Point-per-instance localization data:

=== Begin Enclosure ===

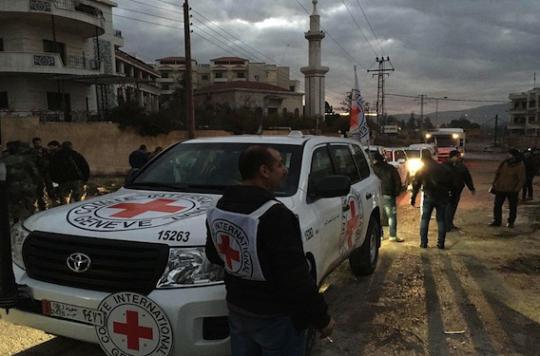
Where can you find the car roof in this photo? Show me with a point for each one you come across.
(297, 139)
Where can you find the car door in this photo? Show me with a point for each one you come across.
(323, 215)
(353, 205)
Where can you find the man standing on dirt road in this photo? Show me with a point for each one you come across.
(391, 187)
(436, 183)
(508, 182)
(461, 177)
(273, 298)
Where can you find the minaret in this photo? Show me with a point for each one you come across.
(314, 73)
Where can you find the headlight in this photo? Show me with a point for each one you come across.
(18, 236)
(188, 267)
(414, 165)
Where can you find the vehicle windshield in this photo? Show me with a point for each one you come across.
(446, 141)
(210, 168)
(412, 153)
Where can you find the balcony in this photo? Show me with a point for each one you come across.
(52, 63)
(73, 16)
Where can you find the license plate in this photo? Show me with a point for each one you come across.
(72, 312)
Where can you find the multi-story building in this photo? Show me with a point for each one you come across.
(57, 58)
(525, 113)
(139, 82)
(222, 70)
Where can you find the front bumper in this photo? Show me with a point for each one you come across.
(197, 315)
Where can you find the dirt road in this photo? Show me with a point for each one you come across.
(479, 296)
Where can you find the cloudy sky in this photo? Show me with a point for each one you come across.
(460, 49)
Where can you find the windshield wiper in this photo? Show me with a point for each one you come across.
(158, 186)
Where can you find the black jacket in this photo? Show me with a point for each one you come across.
(289, 288)
(460, 175)
(435, 180)
(68, 165)
(389, 176)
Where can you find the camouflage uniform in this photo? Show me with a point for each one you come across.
(22, 180)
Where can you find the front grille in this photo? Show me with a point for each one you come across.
(116, 265)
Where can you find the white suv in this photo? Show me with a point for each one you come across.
(128, 271)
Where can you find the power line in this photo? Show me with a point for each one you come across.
(360, 28)
(370, 27)
(148, 22)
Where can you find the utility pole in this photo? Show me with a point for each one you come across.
(190, 115)
(422, 97)
(495, 139)
(381, 73)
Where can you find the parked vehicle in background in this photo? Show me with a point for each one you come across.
(446, 140)
(414, 153)
(397, 157)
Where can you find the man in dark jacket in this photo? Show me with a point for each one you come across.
(391, 187)
(70, 170)
(530, 172)
(436, 183)
(271, 295)
(462, 177)
(138, 158)
(508, 182)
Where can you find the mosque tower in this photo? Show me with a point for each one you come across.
(314, 73)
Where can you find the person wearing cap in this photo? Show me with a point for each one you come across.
(508, 182)
(436, 183)
(391, 187)
(462, 177)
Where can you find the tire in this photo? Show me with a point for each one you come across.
(363, 259)
(311, 339)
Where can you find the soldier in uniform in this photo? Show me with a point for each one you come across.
(22, 180)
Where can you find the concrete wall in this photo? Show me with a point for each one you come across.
(103, 144)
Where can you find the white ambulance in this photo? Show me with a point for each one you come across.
(128, 270)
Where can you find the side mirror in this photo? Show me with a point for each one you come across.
(131, 176)
(330, 187)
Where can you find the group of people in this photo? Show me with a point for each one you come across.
(39, 176)
(442, 185)
(139, 157)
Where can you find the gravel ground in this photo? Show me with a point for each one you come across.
(478, 297)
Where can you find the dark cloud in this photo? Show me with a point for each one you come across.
(460, 49)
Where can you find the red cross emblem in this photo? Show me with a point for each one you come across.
(352, 224)
(131, 210)
(132, 330)
(229, 253)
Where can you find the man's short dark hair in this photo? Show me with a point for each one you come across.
(454, 153)
(252, 159)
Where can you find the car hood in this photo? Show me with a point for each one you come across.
(177, 219)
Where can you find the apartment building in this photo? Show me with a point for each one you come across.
(139, 82)
(525, 113)
(57, 58)
(222, 70)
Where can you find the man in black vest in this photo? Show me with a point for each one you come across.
(271, 295)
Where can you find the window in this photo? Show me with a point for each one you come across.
(3, 100)
(344, 163)
(400, 155)
(361, 162)
(321, 165)
(55, 47)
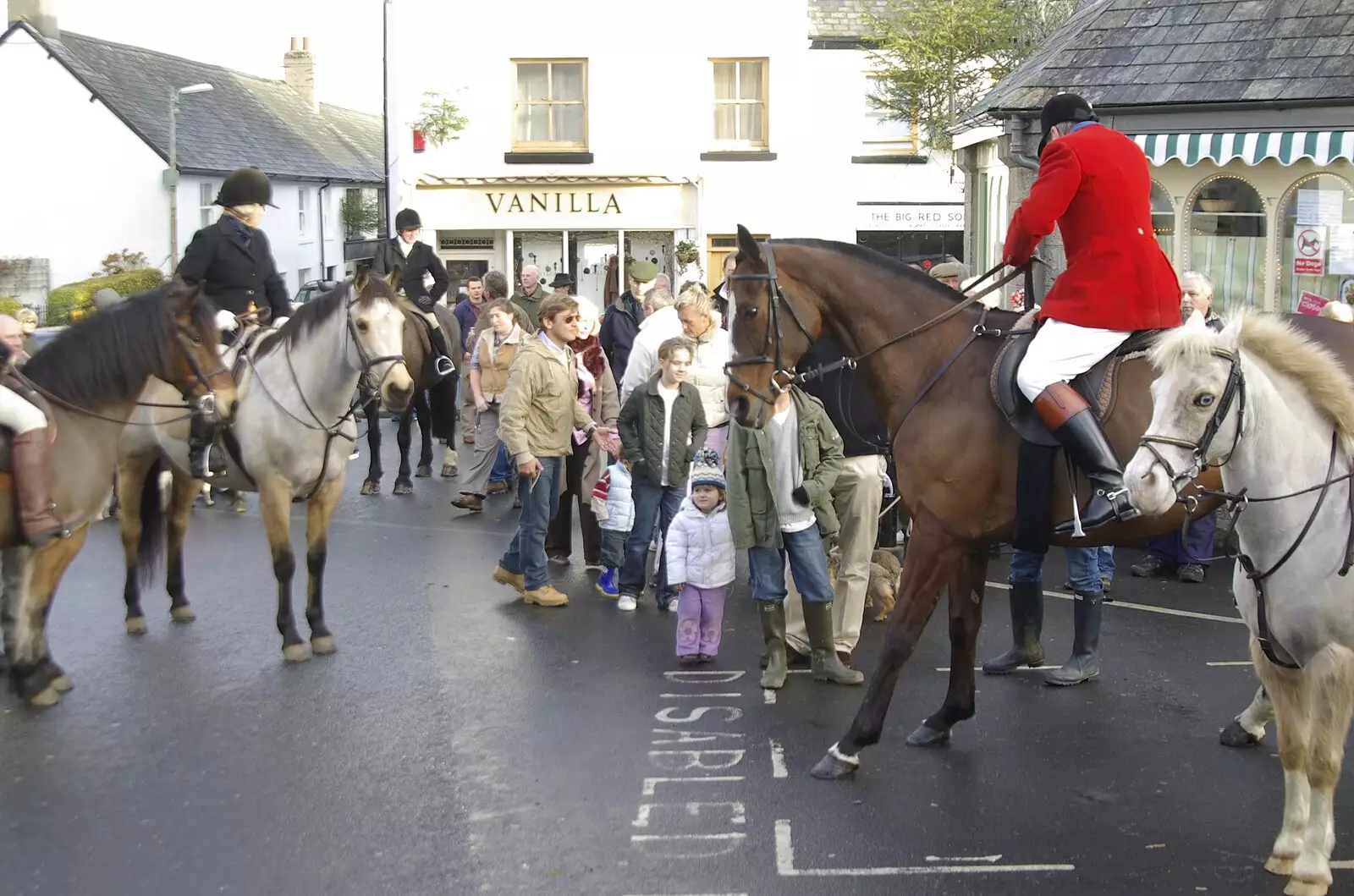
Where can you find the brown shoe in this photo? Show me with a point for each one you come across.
(515, 580)
(471, 503)
(31, 476)
(546, 596)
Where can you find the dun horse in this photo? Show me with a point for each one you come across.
(294, 431)
(435, 404)
(1276, 412)
(954, 448)
(91, 375)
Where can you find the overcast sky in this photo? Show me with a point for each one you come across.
(250, 36)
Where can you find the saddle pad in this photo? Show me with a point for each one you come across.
(1096, 385)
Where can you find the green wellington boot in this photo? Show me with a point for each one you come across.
(818, 620)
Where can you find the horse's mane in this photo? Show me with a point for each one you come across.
(108, 356)
(1272, 340)
(315, 314)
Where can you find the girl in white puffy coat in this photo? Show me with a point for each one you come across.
(701, 561)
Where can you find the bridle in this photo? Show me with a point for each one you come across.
(1236, 392)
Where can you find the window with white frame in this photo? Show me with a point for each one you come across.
(884, 131)
(741, 88)
(206, 210)
(550, 111)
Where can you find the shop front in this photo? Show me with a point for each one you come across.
(559, 225)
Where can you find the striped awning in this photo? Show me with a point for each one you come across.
(1250, 146)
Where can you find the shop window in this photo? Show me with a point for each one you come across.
(1317, 244)
(1164, 219)
(552, 107)
(741, 87)
(1227, 239)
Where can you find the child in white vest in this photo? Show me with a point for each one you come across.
(701, 561)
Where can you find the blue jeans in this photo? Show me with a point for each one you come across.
(653, 503)
(527, 551)
(807, 563)
(1083, 569)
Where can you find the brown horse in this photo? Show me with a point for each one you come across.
(92, 375)
(954, 448)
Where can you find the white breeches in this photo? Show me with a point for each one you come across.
(1062, 351)
(19, 413)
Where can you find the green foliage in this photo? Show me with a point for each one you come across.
(76, 300)
(121, 263)
(938, 57)
(439, 119)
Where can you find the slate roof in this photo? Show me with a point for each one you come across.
(1126, 53)
(243, 121)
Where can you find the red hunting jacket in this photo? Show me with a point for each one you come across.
(1096, 187)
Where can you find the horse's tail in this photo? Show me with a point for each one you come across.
(152, 516)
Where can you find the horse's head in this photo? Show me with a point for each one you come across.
(194, 366)
(378, 331)
(767, 331)
(1197, 405)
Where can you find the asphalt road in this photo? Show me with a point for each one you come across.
(462, 742)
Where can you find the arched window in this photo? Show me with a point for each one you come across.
(1317, 243)
(1227, 239)
(1164, 219)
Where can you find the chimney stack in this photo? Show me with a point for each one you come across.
(40, 14)
(298, 67)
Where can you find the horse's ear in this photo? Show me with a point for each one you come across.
(748, 246)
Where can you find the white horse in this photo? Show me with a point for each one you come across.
(1276, 410)
(294, 428)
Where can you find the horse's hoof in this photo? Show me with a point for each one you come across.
(1281, 866)
(927, 737)
(1236, 735)
(295, 652)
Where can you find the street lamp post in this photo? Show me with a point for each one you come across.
(171, 176)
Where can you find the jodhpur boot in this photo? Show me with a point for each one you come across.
(1027, 625)
(31, 474)
(1073, 422)
(773, 636)
(1083, 663)
(818, 620)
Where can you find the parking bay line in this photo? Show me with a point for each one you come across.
(785, 864)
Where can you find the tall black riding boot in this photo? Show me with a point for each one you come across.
(1027, 627)
(202, 464)
(1073, 422)
(1083, 663)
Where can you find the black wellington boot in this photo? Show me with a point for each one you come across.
(1027, 627)
(1073, 422)
(1083, 663)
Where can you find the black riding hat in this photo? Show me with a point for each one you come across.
(1065, 107)
(245, 185)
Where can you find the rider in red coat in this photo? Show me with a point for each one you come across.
(1094, 183)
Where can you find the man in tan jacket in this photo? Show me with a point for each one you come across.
(539, 413)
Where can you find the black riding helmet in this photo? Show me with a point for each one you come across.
(1065, 107)
(245, 185)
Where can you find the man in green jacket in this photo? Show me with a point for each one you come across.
(539, 413)
(780, 503)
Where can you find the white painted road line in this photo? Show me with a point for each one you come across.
(785, 864)
(778, 760)
(1148, 608)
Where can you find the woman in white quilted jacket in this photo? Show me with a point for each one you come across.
(702, 325)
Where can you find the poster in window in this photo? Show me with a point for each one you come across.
(1320, 207)
(1310, 250)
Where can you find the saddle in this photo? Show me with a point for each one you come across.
(1097, 385)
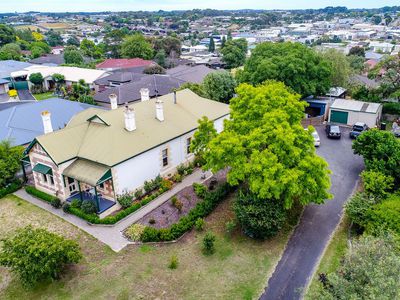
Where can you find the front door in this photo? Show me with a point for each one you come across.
(72, 185)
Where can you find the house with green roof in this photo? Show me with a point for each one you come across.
(102, 154)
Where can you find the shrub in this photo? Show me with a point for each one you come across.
(173, 263)
(259, 218)
(209, 243)
(135, 231)
(56, 203)
(125, 200)
(88, 207)
(76, 203)
(230, 226)
(199, 225)
(376, 183)
(37, 255)
(200, 190)
(358, 207)
(39, 194)
(384, 217)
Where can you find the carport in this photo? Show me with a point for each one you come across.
(350, 112)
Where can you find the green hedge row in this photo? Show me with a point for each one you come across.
(11, 188)
(201, 210)
(94, 219)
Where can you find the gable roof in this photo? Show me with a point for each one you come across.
(123, 63)
(130, 92)
(21, 124)
(112, 144)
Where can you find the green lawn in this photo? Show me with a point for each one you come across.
(331, 259)
(43, 96)
(238, 270)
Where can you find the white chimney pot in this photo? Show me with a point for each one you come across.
(159, 110)
(130, 120)
(113, 101)
(144, 94)
(46, 118)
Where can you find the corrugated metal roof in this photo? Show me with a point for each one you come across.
(111, 145)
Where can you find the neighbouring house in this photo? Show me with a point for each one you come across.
(195, 74)
(71, 75)
(146, 87)
(349, 112)
(115, 64)
(102, 154)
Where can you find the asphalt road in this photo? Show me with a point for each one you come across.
(318, 222)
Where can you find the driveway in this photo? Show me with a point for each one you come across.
(318, 222)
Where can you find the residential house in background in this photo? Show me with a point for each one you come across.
(102, 154)
(141, 88)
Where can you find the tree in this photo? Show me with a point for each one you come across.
(136, 46)
(340, 67)
(10, 51)
(298, 66)
(73, 41)
(10, 161)
(211, 45)
(196, 88)
(369, 271)
(234, 53)
(73, 56)
(160, 58)
(381, 152)
(7, 35)
(37, 255)
(259, 219)
(219, 86)
(358, 51)
(267, 149)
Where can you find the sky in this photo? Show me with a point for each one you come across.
(152, 5)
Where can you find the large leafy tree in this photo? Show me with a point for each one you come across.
(265, 147)
(219, 86)
(299, 67)
(37, 255)
(136, 46)
(234, 53)
(7, 35)
(10, 161)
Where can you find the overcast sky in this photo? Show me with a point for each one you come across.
(134, 5)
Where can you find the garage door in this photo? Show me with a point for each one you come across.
(339, 116)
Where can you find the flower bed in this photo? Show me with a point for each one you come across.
(185, 223)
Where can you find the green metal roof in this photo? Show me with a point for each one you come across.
(42, 169)
(88, 172)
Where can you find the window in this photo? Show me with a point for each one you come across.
(188, 142)
(165, 157)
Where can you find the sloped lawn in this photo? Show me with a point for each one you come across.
(238, 270)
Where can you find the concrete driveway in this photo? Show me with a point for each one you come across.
(318, 222)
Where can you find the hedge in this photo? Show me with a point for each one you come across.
(201, 210)
(94, 219)
(11, 188)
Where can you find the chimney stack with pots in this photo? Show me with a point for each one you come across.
(144, 94)
(159, 110)
(130, 121)
(113, 101)
(46, 118)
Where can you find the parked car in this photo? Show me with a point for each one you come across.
(333, 131)
(317, 141)
(358, 128)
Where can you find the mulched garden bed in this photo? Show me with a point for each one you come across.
(166, 214)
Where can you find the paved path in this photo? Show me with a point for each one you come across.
(112, 235)
(317, 224)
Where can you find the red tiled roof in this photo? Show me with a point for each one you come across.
(123, 63)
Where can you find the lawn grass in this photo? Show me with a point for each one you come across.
(239, 269)
(43, 96)
(330, 262)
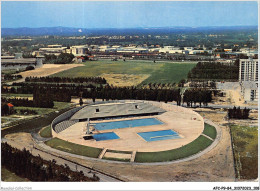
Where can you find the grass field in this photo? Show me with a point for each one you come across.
(74, 148)
(17, 95)
(192, 148)
(159, 72)
(116, 159)
(210, 131)
(245, 140)
(46, 132)
(8, 176)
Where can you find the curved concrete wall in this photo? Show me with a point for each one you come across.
(166, 106)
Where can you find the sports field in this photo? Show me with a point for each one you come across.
(138, 71)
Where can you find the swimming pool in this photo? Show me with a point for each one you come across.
(159, 135)
(127, 124)
(105, 136)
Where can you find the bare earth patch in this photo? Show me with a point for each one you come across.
(124, 79)
(47, 69)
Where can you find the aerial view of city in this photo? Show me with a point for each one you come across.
(129, 91)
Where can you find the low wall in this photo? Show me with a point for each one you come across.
(166, 106)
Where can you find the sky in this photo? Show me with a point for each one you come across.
(128, 14)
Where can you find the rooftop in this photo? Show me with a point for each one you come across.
(115, 109)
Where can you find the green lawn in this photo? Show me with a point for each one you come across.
(160, 72)
(210, 131)
(192, 148)
(245, 141)
(8, 176)
(46, 132)
(74, 148)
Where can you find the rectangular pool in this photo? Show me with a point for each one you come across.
(127, 123)
(105, 136)
(159, 135)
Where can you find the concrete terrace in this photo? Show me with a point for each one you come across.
(116, 109)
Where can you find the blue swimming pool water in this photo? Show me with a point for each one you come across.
(127, 124)
(105, 136)
(159, 135)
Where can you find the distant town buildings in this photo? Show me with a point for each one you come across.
(248, 70)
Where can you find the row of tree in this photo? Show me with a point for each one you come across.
(237, 113)
(25, 102)
(44, 95)
(213, 70)
(96, 80)
(34, 168)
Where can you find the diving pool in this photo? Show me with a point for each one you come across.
(127, 124)
(159, 135)
(105, 136)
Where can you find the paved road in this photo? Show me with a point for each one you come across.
(215, 106)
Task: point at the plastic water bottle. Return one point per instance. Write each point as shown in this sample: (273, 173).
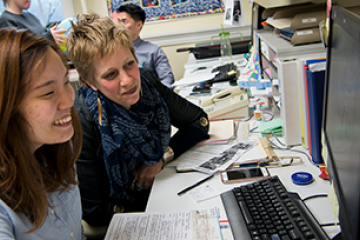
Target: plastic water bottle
(225, 46)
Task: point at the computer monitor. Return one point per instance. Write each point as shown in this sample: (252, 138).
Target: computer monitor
(341, 118)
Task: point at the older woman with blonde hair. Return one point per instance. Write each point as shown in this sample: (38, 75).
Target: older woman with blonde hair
(126, 117)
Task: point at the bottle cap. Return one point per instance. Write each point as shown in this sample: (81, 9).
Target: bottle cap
(302, 178)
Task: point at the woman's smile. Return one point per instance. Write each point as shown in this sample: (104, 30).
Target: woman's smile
(131, 91)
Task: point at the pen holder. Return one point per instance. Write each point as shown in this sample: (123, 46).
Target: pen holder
(225, 46)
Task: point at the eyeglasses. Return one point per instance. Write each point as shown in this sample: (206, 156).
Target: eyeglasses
(280, 162)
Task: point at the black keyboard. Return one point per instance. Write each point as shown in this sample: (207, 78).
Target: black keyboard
(265, 210)
(227, 72)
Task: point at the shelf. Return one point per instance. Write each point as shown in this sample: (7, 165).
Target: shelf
(282, 3)
(283, 48)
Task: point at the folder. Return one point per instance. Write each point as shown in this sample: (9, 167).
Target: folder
(315, 86)
(307, 20)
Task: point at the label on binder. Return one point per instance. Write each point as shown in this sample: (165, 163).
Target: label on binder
(308, 20)
(305, 32)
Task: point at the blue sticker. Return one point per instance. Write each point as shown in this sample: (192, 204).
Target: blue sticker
(302, 178)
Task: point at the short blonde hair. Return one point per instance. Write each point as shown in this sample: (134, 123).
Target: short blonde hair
(92, 35)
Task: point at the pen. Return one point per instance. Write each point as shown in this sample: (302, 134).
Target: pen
(195, 185)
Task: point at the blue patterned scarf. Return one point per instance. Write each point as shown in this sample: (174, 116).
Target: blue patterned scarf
(130, 137)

=== End Enclosure ===

**ACTIVITY:**
Could you print, exactly and with nothing else, the lines from the one containing "Task: point at the black" through the last line of the records above?

**REPLY:**
Task: point at the black keyboard. Return one point per instance. Write each point as shown in this sample: (207, 78).
Target: black keyboard
(265, 210)
(227, 72)
Task: point at the shelf. Return one point per instance. Write each point as shown in this sample: (7, 165).
Target: shelf
(282, 3)
(283, 48)
Task: point at the folder. Return one point per instance. Write each point as shown in this sample: (9, 167).
Target: folder
(315, 86)
(307, 20)
Task: point at the label on binder. Return one point per instance. Write each point as shown in this sample: (165, 163).
Target: label on binder
(308, 20)
(305, 32)
Task: point at the blue sticker. Return one point per instance. Write each point as shown in this sample: (192, 204).
Target: blue sticker
(302, 178)
Task: point at the short blonde hair. Return one point per instance. Write each point as shown in this sample: (134, 123).
Target: short blonde hair
(92, 35)
Task: point at the pen. Return one point per instance. Write each point as shown in this sample: (302, 134).
Target: pen
(195, 185)
Task: point at the blue patterned scarf. Return one point per instance. Write each point as shown in this sample: (174, 116).
Target: blue patterned scarf
(130, 137)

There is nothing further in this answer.